DATA FOR REVIEW section start

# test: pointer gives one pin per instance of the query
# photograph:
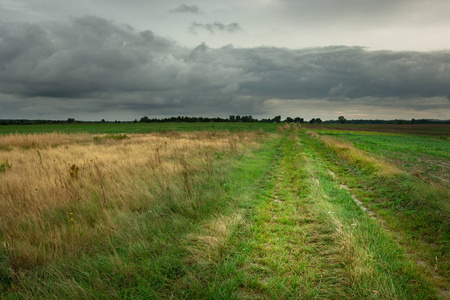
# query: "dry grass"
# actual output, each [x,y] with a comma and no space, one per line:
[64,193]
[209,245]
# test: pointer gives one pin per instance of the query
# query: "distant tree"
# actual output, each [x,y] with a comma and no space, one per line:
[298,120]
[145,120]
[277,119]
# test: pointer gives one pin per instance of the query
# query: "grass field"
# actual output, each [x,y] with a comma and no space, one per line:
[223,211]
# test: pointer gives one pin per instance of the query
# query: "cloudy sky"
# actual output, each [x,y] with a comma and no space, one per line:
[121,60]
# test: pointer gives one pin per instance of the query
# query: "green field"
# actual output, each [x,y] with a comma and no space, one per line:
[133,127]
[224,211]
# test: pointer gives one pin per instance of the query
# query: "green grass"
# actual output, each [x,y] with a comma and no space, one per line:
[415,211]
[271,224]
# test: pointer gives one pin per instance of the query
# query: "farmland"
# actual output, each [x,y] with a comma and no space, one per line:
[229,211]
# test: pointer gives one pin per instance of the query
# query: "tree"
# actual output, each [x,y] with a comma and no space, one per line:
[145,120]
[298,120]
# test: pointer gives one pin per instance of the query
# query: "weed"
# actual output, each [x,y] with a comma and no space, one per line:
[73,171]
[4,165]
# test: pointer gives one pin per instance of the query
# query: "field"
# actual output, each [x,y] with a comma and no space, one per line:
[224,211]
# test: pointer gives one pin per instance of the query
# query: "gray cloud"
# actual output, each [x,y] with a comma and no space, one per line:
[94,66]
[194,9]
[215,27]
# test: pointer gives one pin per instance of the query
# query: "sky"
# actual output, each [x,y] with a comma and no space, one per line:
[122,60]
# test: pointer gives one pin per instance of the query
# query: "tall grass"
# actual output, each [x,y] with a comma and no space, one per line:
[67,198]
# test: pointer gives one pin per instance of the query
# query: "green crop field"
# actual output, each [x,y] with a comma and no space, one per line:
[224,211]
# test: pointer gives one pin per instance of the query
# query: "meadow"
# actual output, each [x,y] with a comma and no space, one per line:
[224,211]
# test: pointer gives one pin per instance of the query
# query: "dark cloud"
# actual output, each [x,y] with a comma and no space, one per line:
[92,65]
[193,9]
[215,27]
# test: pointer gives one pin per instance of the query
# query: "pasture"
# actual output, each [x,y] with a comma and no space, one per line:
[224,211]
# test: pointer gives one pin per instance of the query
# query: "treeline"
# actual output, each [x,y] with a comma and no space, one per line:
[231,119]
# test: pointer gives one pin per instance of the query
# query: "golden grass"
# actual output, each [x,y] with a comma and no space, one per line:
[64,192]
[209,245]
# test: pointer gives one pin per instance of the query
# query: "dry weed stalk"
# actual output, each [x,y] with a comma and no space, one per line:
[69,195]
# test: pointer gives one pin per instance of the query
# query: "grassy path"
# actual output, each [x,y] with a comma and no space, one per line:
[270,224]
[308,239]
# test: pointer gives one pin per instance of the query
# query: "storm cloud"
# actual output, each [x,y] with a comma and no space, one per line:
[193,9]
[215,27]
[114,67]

DATA FOR REVIEW section end
DATA FOR REVIEW section start

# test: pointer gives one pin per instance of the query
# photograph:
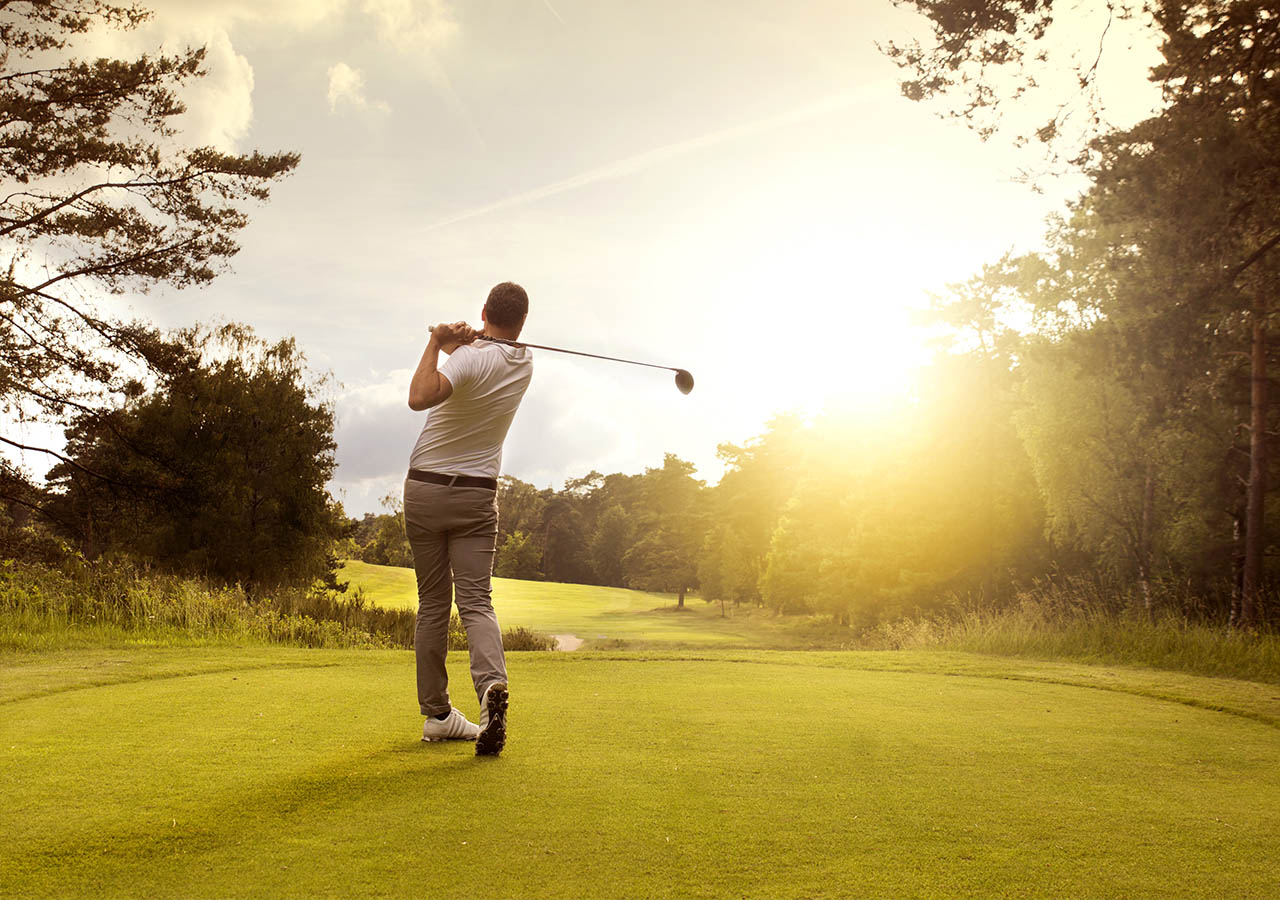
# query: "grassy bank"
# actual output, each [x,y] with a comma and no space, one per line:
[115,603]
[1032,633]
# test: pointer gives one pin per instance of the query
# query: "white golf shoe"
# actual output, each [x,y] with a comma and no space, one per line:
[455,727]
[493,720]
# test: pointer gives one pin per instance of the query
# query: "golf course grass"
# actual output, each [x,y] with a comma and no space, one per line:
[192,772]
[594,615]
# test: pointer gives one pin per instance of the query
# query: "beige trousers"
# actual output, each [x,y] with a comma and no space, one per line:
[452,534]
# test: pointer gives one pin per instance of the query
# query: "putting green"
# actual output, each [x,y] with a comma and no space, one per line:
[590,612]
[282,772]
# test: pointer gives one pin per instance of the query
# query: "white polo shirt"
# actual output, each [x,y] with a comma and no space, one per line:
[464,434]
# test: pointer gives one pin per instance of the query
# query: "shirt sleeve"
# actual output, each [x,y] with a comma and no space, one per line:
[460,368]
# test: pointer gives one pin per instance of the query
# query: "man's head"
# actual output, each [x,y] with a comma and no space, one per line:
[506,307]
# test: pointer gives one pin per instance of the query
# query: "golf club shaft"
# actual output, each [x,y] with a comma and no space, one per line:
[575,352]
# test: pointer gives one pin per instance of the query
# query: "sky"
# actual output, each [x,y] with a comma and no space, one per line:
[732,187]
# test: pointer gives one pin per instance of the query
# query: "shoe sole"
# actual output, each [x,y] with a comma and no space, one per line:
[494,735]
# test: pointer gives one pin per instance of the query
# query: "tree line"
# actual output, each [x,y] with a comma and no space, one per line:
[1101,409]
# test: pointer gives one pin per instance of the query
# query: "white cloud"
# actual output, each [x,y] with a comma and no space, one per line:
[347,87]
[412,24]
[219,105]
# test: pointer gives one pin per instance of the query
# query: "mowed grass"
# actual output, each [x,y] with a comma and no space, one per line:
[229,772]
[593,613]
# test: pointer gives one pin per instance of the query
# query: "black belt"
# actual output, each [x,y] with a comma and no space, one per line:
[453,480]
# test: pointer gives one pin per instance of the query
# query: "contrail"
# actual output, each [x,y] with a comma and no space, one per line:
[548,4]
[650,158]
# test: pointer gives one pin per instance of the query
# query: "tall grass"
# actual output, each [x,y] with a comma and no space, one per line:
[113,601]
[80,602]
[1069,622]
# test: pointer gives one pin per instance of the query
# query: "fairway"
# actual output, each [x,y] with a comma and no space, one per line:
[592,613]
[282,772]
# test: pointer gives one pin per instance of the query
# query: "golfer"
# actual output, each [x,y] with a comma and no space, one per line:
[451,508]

DATA FOR REVIEW section end
DATA FOR REVIEW section start

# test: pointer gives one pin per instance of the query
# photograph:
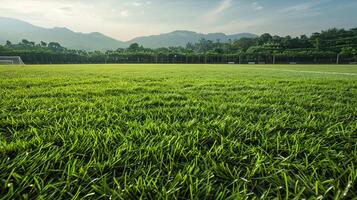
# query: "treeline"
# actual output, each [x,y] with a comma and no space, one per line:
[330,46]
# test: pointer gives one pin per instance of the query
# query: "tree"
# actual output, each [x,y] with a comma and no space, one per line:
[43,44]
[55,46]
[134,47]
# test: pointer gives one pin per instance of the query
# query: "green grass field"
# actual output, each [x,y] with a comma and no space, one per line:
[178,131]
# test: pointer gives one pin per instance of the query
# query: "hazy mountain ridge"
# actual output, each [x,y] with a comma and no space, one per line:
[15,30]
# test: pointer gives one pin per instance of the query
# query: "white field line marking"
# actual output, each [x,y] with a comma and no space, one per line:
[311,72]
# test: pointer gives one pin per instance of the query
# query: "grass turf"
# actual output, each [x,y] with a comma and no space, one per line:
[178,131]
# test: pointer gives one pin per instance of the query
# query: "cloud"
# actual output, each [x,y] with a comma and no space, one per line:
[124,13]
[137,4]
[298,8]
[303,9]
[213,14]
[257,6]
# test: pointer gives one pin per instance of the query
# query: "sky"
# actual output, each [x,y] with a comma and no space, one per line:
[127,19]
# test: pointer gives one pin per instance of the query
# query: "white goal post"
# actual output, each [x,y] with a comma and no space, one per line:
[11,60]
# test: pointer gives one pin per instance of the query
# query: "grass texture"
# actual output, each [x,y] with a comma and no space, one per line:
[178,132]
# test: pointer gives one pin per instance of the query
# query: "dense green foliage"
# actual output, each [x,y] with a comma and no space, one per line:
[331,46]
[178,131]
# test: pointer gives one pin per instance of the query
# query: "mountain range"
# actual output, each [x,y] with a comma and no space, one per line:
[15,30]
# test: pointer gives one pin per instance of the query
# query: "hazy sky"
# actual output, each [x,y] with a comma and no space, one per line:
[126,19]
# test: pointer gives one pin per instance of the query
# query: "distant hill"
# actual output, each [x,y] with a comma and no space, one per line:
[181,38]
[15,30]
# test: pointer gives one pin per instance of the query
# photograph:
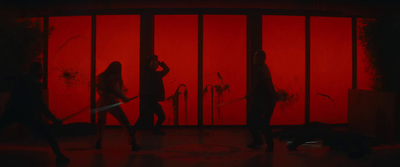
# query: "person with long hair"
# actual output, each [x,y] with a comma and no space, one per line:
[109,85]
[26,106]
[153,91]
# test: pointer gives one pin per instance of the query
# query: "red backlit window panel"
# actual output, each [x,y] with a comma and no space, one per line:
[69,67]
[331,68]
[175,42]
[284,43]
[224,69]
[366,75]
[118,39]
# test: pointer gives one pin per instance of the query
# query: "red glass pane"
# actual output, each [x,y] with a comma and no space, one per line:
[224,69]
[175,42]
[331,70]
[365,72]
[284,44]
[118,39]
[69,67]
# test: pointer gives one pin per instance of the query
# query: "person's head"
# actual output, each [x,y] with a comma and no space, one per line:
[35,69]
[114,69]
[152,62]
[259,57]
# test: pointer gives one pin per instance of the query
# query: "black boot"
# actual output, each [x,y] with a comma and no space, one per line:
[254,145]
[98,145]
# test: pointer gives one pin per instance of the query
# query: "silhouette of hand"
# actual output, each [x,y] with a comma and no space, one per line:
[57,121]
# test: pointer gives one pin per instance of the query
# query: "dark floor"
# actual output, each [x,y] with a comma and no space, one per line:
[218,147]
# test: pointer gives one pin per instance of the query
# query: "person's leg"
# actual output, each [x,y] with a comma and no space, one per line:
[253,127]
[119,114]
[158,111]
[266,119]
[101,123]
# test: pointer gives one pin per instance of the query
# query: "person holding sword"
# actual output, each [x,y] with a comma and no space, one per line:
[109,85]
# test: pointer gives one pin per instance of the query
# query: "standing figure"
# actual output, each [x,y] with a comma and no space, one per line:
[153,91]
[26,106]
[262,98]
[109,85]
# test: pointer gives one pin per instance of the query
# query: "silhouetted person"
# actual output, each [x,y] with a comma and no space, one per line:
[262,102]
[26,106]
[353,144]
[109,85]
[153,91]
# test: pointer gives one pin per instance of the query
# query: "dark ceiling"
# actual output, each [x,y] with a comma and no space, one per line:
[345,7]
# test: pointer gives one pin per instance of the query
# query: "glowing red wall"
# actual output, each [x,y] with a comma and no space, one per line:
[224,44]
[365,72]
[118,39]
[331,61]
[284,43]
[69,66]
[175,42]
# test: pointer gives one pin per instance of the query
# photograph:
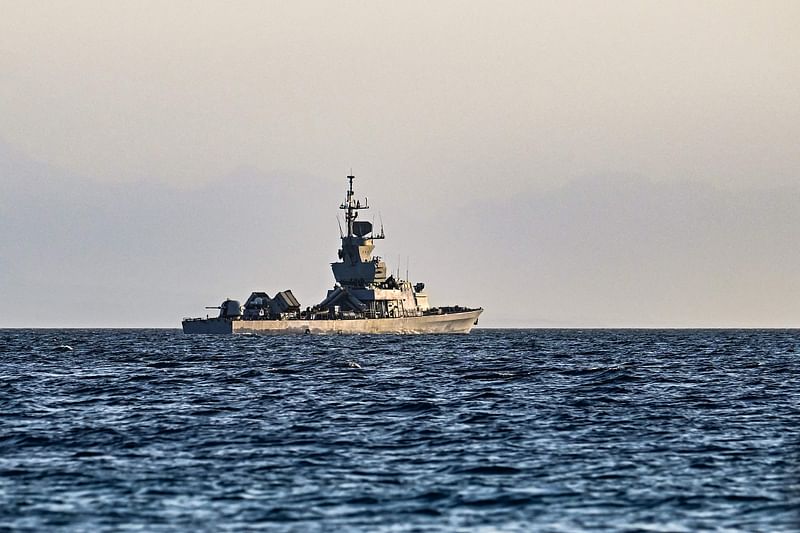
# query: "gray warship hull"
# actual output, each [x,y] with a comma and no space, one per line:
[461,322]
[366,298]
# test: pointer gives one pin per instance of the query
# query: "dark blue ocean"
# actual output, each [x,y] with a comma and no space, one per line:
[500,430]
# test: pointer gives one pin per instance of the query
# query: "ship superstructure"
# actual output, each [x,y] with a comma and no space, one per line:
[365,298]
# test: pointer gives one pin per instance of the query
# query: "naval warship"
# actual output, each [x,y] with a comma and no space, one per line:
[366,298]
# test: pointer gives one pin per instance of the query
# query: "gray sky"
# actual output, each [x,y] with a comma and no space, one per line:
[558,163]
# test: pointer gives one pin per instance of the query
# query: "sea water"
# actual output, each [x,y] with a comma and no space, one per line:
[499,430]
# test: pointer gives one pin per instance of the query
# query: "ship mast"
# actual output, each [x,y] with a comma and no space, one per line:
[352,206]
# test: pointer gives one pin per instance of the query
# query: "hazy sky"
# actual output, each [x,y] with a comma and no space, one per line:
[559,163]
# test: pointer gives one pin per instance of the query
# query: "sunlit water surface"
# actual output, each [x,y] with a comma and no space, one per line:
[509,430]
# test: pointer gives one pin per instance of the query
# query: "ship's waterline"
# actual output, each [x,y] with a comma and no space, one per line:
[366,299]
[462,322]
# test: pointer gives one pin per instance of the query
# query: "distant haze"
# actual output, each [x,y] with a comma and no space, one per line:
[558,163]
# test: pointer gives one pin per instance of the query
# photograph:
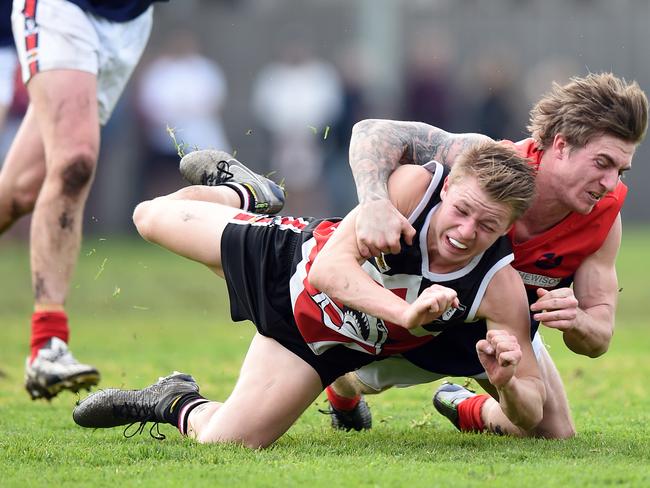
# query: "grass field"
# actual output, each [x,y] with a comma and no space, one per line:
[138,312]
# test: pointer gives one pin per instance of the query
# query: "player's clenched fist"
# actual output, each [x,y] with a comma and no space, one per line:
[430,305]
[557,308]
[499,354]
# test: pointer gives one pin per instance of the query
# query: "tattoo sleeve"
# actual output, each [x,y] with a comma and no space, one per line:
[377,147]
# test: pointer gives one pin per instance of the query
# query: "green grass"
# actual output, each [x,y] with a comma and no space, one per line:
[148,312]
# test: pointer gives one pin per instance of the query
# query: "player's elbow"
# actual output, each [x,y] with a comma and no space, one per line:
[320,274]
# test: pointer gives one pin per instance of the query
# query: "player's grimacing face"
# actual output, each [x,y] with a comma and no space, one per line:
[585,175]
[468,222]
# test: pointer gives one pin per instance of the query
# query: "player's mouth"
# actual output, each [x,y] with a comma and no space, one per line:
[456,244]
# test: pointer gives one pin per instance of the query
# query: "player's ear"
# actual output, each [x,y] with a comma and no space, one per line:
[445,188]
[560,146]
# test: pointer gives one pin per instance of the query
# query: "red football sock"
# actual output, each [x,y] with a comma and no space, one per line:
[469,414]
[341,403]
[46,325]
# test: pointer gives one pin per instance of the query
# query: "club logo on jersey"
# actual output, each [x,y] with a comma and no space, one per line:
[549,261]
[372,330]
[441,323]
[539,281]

DATA FOR REVIEW section end

### ASSIGNMENT
Filter the entries down to the lines that hold "shirt". Copy those lines.

### RESPONSE TO THIS TASK
# query: "white polo shirt"
# query: "shirt sleeve"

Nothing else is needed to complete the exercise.